▶ [依頼事項 A]
以下の一覧について、"In this exercise you will mark every instance of the muddy"を含む行から書き始め、"<point>387,246</point>"を含む行で終えて、その範囲の行のみを指示文も含めて再度記してください。その際、解答に示された座標の各数値を4ずつ増やしてください。
━━ 抜粋本文 ━━
説明

微粒子コーティング有機材料及び有機材料の微粒子コーティング方法

【課題】合成有機材料に各種の機能を付加する場合、結晶化度以外にも配向度fも大きく寄与していることが判明し、強酸により表面を活性化させる前処理を不要にすると共に、フッ素系有機材料に後加工による液相中での着色や蓄光化等の表面修飾することが可能な微粒子コーティング有機材料及び有機材料の微粒子コーティング方法を提供するものである。
【解決手段】結晶化度60%以上で且つ配向度f=0.5以上からなる合成有機材料で形成された糸状物やフィルムまたはバルク体成型品を基材として、この基材表面にシラン系またはアルミネート系またはチタネート系、もしくはフルオロ系結合剤のうち少なくとも1種の結合剤を介して、粒径10μm以下の金属やセラミックの無機物の微粒子を固定したものである。

【発明の詳細な説明】
【技術分野】
【0001】
本発明は、金属やセラミック、また最表面を金属やセラミックで覆われた有機物の微粒子を合成有機材料の基材表面に固定させた微粒子コーティング有機材料及び有機材料の微粒子コーティング方法に関するものである。
━━━
▶ [依頼事項 B]
上記の微粒子コーティングに関する抜粋を、一字一句変えずにそのまま再掲してください。
━━ 提供資料 ━━
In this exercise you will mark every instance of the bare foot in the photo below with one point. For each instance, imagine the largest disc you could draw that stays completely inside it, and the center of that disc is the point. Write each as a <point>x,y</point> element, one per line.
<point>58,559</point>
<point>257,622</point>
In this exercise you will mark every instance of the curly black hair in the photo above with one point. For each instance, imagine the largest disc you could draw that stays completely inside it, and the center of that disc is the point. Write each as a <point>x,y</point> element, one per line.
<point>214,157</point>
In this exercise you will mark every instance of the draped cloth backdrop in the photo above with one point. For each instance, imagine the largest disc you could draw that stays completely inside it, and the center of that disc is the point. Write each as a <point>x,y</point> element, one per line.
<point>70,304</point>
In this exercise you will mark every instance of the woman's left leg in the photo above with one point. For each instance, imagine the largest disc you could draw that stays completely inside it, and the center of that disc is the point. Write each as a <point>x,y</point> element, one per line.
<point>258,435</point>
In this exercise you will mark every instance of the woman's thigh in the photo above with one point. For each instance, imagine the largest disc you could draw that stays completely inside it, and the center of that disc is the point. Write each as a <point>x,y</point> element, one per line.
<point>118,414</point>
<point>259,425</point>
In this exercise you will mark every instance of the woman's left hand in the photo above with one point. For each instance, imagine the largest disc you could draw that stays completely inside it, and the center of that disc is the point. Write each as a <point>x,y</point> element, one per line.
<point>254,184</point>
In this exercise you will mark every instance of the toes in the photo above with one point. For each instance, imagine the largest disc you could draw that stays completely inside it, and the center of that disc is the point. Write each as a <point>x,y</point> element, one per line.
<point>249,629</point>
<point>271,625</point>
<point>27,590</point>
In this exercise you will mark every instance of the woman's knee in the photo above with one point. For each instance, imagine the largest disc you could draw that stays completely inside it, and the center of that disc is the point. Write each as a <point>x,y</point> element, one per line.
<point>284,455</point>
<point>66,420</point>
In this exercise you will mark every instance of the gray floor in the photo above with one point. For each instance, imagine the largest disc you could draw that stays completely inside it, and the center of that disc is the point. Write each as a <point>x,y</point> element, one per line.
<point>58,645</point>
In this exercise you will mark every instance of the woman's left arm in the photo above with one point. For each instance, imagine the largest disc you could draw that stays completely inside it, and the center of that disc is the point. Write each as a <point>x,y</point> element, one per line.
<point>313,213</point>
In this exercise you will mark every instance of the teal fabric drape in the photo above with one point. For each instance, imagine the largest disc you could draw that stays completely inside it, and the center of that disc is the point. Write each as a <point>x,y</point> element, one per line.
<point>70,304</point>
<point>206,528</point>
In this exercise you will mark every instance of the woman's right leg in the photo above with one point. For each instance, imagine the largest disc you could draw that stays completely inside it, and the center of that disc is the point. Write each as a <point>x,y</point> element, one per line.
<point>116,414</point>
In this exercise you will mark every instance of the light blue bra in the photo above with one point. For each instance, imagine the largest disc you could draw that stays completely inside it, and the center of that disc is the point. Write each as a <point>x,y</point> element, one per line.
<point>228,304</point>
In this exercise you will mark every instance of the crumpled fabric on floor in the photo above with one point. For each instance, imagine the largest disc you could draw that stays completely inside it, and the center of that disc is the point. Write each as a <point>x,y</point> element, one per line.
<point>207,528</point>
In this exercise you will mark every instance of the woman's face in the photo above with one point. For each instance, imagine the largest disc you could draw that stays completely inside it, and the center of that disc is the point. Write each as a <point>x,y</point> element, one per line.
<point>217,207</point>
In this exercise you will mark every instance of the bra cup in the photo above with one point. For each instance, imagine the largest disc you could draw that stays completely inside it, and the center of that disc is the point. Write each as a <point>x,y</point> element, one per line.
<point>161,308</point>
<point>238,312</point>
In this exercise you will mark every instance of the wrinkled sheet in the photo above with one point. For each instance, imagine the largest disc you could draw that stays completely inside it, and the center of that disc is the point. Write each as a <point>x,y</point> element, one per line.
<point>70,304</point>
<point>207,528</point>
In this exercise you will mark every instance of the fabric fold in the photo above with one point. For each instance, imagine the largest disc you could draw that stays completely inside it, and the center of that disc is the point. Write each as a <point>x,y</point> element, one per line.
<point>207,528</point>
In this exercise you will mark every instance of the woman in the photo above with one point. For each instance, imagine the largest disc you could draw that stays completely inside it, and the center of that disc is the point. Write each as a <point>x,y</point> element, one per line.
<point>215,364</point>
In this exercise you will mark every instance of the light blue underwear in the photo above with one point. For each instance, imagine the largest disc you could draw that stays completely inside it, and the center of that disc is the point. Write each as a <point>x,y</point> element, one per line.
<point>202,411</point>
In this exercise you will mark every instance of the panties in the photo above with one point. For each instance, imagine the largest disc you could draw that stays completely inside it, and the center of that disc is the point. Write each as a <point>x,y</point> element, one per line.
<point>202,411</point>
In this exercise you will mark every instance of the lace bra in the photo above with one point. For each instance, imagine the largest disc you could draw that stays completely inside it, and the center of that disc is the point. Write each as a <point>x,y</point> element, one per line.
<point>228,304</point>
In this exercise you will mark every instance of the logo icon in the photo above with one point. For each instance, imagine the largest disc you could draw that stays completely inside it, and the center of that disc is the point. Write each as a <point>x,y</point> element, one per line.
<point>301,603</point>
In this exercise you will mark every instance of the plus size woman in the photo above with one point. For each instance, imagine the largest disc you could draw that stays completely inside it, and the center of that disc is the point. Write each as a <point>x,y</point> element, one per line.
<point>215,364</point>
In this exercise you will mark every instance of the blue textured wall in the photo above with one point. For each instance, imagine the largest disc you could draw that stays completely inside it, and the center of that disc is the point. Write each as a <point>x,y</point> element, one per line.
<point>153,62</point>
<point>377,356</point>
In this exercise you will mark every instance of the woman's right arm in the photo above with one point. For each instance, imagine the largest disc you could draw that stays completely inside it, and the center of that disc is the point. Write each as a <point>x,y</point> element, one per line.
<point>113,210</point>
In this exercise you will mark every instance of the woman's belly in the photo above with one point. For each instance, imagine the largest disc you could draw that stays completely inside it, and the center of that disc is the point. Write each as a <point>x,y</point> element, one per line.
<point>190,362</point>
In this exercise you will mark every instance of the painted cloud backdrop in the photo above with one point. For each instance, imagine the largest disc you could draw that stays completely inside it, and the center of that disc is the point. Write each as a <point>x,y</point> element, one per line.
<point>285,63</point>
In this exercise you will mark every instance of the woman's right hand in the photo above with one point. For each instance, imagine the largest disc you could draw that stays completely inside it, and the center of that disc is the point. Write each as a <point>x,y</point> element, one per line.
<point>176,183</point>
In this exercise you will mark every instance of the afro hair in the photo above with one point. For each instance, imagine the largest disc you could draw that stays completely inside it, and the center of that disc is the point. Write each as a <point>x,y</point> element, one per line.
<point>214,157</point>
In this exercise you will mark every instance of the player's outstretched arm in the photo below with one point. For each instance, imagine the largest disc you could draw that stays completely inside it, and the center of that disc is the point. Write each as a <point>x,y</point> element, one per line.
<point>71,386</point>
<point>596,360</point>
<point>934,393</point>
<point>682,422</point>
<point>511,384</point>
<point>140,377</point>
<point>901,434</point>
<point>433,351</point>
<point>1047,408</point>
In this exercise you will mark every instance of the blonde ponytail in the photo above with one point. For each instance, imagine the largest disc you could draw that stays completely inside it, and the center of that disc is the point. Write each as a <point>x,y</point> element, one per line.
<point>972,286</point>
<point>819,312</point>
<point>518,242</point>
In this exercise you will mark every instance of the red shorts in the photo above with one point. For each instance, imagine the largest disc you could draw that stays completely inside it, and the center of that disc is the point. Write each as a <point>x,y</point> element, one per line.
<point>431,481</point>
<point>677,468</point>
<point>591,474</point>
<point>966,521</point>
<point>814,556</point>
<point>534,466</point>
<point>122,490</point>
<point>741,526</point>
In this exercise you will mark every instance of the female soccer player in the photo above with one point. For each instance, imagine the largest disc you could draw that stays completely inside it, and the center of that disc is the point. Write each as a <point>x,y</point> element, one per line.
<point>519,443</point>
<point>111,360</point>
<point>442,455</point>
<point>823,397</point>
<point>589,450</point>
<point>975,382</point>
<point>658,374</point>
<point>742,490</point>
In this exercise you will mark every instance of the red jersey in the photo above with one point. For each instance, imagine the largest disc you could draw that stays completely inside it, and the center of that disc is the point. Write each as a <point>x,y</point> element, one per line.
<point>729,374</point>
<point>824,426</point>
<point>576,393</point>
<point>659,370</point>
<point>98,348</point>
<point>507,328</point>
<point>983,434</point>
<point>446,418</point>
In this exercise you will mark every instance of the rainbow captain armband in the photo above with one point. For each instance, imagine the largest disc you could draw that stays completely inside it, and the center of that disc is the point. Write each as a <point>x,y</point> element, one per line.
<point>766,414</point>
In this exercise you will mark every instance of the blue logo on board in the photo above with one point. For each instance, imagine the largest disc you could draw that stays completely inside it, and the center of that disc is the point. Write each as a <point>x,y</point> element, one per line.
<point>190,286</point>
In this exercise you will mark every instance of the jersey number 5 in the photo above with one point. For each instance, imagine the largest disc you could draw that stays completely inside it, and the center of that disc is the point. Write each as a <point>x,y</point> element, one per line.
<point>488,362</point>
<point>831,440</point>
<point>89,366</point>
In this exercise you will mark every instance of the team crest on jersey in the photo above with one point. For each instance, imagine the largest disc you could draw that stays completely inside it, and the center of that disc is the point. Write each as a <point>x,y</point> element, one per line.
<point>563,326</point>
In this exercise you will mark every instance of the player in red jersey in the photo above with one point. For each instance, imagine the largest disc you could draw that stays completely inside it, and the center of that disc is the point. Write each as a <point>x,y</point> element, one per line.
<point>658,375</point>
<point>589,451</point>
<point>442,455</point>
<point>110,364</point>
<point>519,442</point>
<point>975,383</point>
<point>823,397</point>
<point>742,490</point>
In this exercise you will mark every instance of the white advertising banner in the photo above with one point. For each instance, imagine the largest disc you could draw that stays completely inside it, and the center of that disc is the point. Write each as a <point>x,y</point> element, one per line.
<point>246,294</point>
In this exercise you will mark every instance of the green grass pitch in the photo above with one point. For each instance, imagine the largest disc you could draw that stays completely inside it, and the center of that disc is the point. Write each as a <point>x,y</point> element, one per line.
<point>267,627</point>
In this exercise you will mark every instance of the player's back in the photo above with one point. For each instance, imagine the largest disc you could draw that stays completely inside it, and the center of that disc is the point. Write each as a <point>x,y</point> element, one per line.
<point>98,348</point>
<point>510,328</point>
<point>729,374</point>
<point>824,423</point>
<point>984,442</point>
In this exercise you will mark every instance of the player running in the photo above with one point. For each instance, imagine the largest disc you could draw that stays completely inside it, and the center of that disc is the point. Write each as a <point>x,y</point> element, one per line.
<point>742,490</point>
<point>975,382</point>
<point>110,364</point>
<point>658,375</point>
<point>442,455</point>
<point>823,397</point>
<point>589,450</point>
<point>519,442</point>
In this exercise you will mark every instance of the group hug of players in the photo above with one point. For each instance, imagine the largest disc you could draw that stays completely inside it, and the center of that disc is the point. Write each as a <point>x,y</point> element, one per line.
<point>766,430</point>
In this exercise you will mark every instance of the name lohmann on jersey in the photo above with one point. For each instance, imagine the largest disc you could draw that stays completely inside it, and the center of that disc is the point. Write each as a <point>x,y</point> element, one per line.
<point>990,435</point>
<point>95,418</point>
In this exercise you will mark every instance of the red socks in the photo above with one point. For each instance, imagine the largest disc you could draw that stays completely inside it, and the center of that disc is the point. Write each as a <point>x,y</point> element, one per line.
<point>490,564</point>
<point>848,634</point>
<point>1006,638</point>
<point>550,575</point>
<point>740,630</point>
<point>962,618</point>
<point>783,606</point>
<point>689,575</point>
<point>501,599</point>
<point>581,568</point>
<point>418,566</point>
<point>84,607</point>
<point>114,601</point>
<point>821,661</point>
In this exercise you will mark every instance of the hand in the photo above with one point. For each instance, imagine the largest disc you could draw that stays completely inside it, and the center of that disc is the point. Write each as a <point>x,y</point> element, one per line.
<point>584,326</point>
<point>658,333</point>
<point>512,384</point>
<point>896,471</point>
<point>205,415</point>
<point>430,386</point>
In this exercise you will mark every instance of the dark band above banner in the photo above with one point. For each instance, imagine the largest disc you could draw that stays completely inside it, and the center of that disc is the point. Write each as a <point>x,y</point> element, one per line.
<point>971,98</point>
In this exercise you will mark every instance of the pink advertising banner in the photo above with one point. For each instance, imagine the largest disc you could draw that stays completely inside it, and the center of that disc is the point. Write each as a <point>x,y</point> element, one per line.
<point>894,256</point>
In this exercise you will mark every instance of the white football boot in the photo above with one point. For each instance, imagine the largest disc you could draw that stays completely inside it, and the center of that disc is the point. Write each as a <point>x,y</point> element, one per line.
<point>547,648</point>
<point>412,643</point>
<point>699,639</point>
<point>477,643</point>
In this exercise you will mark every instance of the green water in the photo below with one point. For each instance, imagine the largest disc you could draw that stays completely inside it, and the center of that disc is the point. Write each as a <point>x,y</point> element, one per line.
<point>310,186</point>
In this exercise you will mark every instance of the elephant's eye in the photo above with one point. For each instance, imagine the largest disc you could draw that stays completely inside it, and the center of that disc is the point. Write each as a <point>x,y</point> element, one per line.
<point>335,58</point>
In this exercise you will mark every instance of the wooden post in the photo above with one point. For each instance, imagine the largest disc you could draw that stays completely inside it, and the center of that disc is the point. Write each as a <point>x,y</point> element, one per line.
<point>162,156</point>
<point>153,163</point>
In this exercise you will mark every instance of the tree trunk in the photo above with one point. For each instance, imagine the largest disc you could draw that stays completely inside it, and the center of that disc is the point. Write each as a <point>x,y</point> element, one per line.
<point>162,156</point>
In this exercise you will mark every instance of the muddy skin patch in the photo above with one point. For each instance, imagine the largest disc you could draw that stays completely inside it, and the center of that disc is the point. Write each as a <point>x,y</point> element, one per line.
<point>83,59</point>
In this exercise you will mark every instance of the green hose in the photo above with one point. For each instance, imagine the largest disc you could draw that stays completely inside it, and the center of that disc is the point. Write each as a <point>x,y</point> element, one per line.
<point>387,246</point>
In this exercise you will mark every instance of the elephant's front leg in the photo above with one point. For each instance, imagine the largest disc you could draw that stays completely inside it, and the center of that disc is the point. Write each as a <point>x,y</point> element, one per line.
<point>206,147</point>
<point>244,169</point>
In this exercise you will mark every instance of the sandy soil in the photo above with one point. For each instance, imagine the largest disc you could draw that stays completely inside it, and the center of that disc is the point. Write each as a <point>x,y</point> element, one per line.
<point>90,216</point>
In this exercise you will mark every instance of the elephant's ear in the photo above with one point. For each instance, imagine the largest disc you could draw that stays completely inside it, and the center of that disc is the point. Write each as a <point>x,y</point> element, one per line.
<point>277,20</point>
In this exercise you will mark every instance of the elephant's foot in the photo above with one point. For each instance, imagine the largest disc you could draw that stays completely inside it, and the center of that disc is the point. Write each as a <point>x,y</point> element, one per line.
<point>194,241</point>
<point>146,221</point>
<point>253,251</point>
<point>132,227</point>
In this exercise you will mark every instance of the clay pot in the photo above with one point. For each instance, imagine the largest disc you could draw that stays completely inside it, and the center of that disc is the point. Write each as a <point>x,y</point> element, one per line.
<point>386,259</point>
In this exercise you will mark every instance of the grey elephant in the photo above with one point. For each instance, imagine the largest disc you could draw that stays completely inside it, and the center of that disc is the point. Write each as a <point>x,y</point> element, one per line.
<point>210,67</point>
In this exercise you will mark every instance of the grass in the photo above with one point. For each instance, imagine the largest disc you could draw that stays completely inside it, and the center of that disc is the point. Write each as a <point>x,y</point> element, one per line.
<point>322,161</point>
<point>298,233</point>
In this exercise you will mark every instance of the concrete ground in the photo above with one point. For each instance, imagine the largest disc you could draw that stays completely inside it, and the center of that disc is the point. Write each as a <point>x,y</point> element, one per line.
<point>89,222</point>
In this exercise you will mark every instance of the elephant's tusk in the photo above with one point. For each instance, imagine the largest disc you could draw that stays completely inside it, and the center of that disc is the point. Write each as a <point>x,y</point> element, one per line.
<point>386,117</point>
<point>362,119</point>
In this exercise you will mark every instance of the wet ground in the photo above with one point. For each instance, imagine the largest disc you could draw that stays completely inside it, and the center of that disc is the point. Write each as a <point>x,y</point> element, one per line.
━━━
▶ [解答例 A]
In this exercise you will mark every instance of the muddy skin patch in the photo above with one point. For each instance, imagine the largest disc you could draw that stays completely inside it, and the center of that disc is the point. Write each as a <point>x,y</point> element, one per line.
<point>87,63</point>
In this exercise you will mark every instance of the green hose in the photo above with one point. For each instance, imagine the largest disc you could draw that stays completely inside it, and the center of that disc is the point. Write each as a <point>x,y</point> element, one per line.
<point>391,250</point>

▶ [解答例 B]
説明

微粒子コーティング有機材料及び有機材料の微粒子コーティング方法

【課題】合成有機材料に各種の機能を付加する場合、結晶化度以外にも配向度fも大きく寄与していることが判明し、強酸により表面を活性化させる前処理を不要にすると共に、フッ素系有機材料に後加工による液相中での着色や蓄光化等の表面修飾することが可能な微粒子コーティング有機材料及び有機材料の微粒子コーティング方法を提供するものである。
【解決手段】結晶化度60%以上で且つ配向度f=0.5以上からなる合成有機材料で形成された糸状物やフィルムまたはバルク体成型品を基材として、この基材表面にシラン系またはアルミネート系またはチタネート系、もしくはフルオロ系結合剤のうち少なくとも1種の結合剤を介して、粒径10μm以下の金属やセラミックの無機物の微粒子を固定したものである。

【発明の詳細な説明】
【技術分野】
【0001】
本発明は、金属やセラミック、また最表面を金属やセラミックで覆われた有機物の微粒子を合成有機材料の基材表面に固定させた微粒子コーティング有機材料及び有機材料の微粒子コーティング方法に関するものである。